INSTRUÇÃO ESCRITA A:
Responda com base na resenha a seguir:
(i) Quem é o autor do romance "Árvore de Fumaça"?
(ii) Com a versão atualizada de qual personagem se assemelha o segundo personagem do livro?
(iii) Segundo a resenha, o que prejudica "Árvore de Fumaça"?

++++++++++

Romance "Árvore de Fumaça", de Denis Johnson, desponta como um dos clássicos sobre a Guerra do Vietnã

MICHIKO KAKUTANI

Árvore de Fumaça", o novo e ambicioso romance de Denis Johnson, parece uma variação alucinógena e distorcida de clássicos alucinógenos e distorcidos sobre o Vietnã como "Apocalypse Now", de Francis Ford Coppola, "Despachos do Front", de Michael Herr, "Dog Soldiers", de Robert Stone, e "Meditations in Green", de Stephen Wright.
O personagem central é um homem que se vê como a combinação entre o americano tranqüilo e o americano feio, e um segundo personagem se assemelha a uma versão atualizada do Kurz de "O Coração das Trevas" [de Joseph Conrad]. O espantoso é que ele consegue tomar esses elementos derivativos e fazer deles algo de altamente original e poderoso. Ainda que "Árvore de Fumaça" seja prejudicado por uma trama errática e irregular, o livro é uma história forte sobre a experiência norte-americana no Vietnã, com ecos perturbadores quanto à atual experiência norte-americana no Iraque. É uma história sobre serviços de informação ineficientes e mancadas militares e sobre pessoas que perderam o rumo.

++++++++++

INSTRUÇÃO ESCRITA B:
Reescreva as linhas do conjunto de dados a partir da linha com "point per instance: truck windshield" até o fim das linhas, trocando "pixel coordinates" por "pixel positions" e mantendo todo o resto inalterado.

(Linhas de um conjunto de dados)
++++++++++

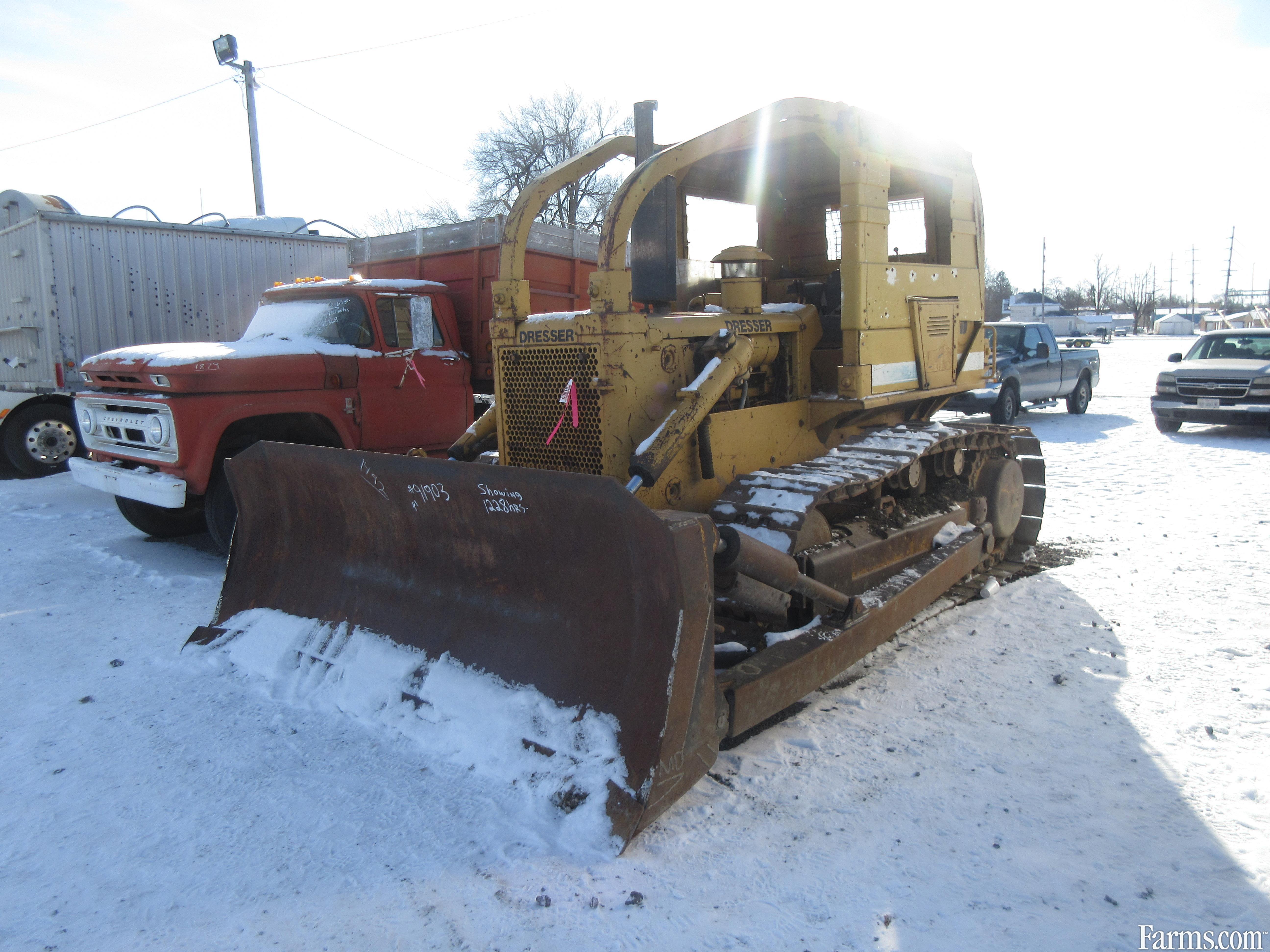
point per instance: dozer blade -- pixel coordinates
(552, 579)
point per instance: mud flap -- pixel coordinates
(558, 581)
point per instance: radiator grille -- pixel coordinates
(1219, 386)
(939, 325)
(533, 381)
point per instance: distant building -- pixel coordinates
(1175, 324)
(1029, 306)
(1257, 318)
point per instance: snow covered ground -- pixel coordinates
(952, 798)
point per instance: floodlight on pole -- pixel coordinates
(227, 54)
(227, 49)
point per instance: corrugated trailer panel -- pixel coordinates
(102, 284)
(21, 305)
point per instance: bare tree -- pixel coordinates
(998, 290)
(533, 139)
(1071, 299)
(1100, 289)
(393, 221)
(1138, 296)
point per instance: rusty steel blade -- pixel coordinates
(553, 579)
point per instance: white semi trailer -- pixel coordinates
(73, 286)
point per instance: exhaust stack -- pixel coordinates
(653, 254)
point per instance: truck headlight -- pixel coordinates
(158, 429)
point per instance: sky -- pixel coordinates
(1130, 130)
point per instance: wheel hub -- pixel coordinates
(1002, 484)
(51, 442)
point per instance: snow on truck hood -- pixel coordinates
(1225, 364)
(263, 346)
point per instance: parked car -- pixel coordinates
(1223, 379)
(1032, 367)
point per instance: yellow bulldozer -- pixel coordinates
(686, 515)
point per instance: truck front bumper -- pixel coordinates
(975, 402)
(143, 485)
(1168, 408)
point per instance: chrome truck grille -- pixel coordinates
(120, 427)
(1213, 386)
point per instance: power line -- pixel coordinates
(350, 129)
(125, 116)
(399, 42)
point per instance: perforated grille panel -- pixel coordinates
(939, 325)
(533, 381)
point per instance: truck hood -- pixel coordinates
(1225, 367)
(263, 364)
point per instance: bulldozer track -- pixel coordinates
(773, 504)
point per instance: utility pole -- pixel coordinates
(1193, 278)
(227, 55)
(1042, 278)
(1230, 257)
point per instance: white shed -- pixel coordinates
(1174, 324)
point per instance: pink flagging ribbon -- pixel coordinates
(413, 367)
(570, 398)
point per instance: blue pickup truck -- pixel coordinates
(1032, 369)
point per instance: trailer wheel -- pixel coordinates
(41, 439)
(1006, 408)
(220, 512)
(159, 522)
(1079, 400)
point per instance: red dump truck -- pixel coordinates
(393, 360)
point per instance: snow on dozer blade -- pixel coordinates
(553, 579)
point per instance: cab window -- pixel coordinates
(423, 323)
(1032, 338)
(408, 323)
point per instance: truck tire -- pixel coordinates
(41, 439)
(1006, 408)
(1079, 400)
(159, 522)
(220, 512)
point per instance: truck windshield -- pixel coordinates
(334, 320)
(1233, 347)
(1009, 338)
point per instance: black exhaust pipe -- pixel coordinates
(653, 254)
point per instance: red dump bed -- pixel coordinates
(464, 257)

++++++++++

RESPOSTA ESPERADA A:
(i) Denis Johnson.
(ii) Kurz, de "O Coração das Trevas".
(iii) Uma trama errática e irregular.

RESPOSTA ESPERADA B:
point per instance: truck windshield -- pixel positions
(334, 320)
(1233, 347)
(1009, 338)
point per instance: black exhaust pipe -- pixel positions
(653, 254)
point per instance: red dump bed -- pixel positions
(464, 257)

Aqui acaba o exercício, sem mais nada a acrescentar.